The macro backdrop for RML is as favourable as it has been for any ASX-listed critical minerals company since the lithium boom. China announced export restrictions on antimony in August 2024 and progressively tightened them through late 2024, culminating in a December 2024 ban on antimony exports to US military users or for military purposes. The result was a collapse in Chinese antimony shipments to the United States of approximately 97% between August and December 2024, and a price surge that took antimony to an all-time high of around USD 59,750 per tonne in July 2025. As of early April 2026, the antimony price has moderated to around USD 49,100 per kilogram, still up more than 150% since the start of 2024 and structurally elevated because the supply disruption is not cyclical. It is geopolitical and potentially permanent.

China then extended export controls to tungsten in February 2025, with Resolution’s own documentation noting that tungsten prices have surged approximately fivefold over the past year to around USD 1,775 per tonne. The Centre for Strategic and International Studies has noted that the US uses antimony in more than 200 types of ammunition and that the country has no meaningful domestic production to fall back on. Washington has already committed USD 24.8 million through the Defense Production Act to help advance Perpetua’s Stibnite project, which sits on Resolution’s boundary. The logical inference for investors is that Resolution’s Horse Heaven sits in the same strategic frame. The company’s team has already been in Washington, DC, presenting the Horse Heaven project to government officials, and the NASDAQ listing is explicitly designed to accelerate access to US government funding and offtake discussions.

━━━━━━━━━━━━━━━━━━━━

§ YOUR TASKS:
1. Rewrite the stretch of the antimony market passage from "The macro backdrop" through "and potentially permanent.", putting "Sb" wherever "antimony" appears.
2. Extend the passage on Chinese export controls and Resolution's Horse Heaven project, picking up after its final sentence.

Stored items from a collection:
━━━━━━━━━━━━━━━━━━━━

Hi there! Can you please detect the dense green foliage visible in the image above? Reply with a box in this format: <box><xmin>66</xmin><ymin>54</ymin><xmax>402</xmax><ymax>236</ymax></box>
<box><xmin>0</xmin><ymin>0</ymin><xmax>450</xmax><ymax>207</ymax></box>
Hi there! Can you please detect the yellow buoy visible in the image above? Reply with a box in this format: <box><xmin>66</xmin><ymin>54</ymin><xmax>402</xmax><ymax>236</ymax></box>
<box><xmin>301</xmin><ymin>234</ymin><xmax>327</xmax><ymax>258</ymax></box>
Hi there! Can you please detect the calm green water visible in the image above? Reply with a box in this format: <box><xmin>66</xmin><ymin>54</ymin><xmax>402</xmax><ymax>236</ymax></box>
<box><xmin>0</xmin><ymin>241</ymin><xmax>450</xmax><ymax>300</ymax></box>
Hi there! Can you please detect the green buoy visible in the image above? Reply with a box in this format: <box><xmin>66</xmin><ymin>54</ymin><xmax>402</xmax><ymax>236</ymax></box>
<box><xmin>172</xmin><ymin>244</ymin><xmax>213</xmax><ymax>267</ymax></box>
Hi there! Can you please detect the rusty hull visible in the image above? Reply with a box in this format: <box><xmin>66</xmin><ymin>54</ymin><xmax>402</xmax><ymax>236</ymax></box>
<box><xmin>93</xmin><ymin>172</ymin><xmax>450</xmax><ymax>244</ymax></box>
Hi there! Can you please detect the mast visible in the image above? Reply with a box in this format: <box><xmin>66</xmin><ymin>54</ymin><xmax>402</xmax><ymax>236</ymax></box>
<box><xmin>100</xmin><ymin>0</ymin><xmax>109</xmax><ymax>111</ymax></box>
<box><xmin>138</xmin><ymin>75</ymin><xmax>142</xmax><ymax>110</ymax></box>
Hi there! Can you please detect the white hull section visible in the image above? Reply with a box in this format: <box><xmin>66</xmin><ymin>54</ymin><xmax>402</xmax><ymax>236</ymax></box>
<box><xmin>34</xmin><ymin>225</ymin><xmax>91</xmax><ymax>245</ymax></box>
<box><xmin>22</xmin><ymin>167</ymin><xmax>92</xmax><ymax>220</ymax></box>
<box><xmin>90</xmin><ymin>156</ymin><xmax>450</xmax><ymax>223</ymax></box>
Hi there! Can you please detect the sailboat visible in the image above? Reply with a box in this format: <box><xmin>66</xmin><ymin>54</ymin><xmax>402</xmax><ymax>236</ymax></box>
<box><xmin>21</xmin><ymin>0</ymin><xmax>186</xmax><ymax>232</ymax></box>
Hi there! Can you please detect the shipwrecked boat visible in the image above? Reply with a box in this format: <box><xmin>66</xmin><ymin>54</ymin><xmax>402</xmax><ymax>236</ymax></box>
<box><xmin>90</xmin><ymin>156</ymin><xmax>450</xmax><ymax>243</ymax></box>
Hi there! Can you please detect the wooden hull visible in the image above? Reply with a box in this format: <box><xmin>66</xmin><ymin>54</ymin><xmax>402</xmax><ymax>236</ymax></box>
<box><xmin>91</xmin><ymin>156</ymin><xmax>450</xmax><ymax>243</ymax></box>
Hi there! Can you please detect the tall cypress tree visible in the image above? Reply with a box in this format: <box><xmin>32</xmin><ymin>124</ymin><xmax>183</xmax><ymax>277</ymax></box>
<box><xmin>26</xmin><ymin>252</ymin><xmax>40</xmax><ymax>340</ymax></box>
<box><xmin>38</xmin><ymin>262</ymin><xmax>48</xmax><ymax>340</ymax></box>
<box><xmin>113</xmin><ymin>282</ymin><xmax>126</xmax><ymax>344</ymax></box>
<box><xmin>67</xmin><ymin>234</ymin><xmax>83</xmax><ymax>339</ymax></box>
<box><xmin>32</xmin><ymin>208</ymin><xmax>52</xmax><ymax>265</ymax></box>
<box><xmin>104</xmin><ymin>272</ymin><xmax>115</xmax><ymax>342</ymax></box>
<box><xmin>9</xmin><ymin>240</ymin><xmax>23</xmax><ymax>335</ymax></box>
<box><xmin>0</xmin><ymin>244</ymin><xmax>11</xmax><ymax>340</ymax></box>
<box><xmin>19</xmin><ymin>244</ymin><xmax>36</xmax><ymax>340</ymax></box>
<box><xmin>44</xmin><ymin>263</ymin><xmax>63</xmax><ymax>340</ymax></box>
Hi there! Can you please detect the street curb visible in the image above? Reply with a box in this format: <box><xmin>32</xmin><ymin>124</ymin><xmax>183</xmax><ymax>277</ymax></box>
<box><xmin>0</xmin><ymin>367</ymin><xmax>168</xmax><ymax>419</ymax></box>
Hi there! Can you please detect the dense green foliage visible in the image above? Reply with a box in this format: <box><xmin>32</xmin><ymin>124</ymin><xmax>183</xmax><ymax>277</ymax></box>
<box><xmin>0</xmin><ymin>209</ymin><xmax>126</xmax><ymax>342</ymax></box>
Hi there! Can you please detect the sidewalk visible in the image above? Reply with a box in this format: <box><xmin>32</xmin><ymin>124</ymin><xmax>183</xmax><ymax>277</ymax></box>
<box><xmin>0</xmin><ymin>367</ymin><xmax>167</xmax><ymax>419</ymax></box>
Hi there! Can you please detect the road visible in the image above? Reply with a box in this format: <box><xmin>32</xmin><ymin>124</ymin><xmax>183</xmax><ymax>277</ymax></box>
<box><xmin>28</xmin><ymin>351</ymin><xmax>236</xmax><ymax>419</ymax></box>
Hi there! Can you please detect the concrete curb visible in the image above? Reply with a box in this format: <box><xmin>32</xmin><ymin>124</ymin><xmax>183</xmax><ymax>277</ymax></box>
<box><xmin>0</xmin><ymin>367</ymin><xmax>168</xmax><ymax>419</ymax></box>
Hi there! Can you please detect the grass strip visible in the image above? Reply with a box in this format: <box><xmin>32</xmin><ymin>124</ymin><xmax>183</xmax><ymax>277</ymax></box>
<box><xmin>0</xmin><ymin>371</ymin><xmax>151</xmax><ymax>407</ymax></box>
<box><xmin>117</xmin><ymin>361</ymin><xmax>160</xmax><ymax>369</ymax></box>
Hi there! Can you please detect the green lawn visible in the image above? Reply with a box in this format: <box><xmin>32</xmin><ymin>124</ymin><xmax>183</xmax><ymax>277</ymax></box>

━━━━━━━━━━━━━━━━━━━━

§ EXERCISE RESULTS:
1.
The macro backdrop for RML is as favourable as it has been for any ASX-listed critical minerals company since the lithium boom. China announced export restrictions on Sb in August 2024 and progressively tightened them through late 2024, culminating in a December 2024 ban on Sb exports to US military users or for military purposes. The result was a collapse in Chinese Sb shipments to the United States of approximately 97% between August and December 2024, and a price surge that took Sb to an all-time high of around USD 59,750 per tonne in July 2025. As of early April 2026, the Sb price has moderated to around USD 49,100 per kilogram, still up more than 150% since the start of 2024 and structurally elevated because the supply disruption is not cyclical. It is geopolitical and potentially permanent.

2.
What does the Phase 2 drilling program at Golden Gate mean for investors watching the MRE timeline?

The Phase 2 drilling program is the most important near-term event for RML shareholders. It is scheduled to begin in early May 2026 and run through to mid-August 2026. The program will deploy two MP1500 diamond drill rigs across up to 45 holes for 13,700 metres, targeting both Golden Gate North and Golden Gate South, with approximately 60% of the meterage allocated to the southern area where a new discovery was announced in February 2026. The aim is to define the strike and depth extensions of the mineralised system, test whether the North and South zones are connected or offset along the Golden Gate fault zone, and advance the project toward a maiden JORC-compliant Mineral Resource Estimate targeted for Q1 2027.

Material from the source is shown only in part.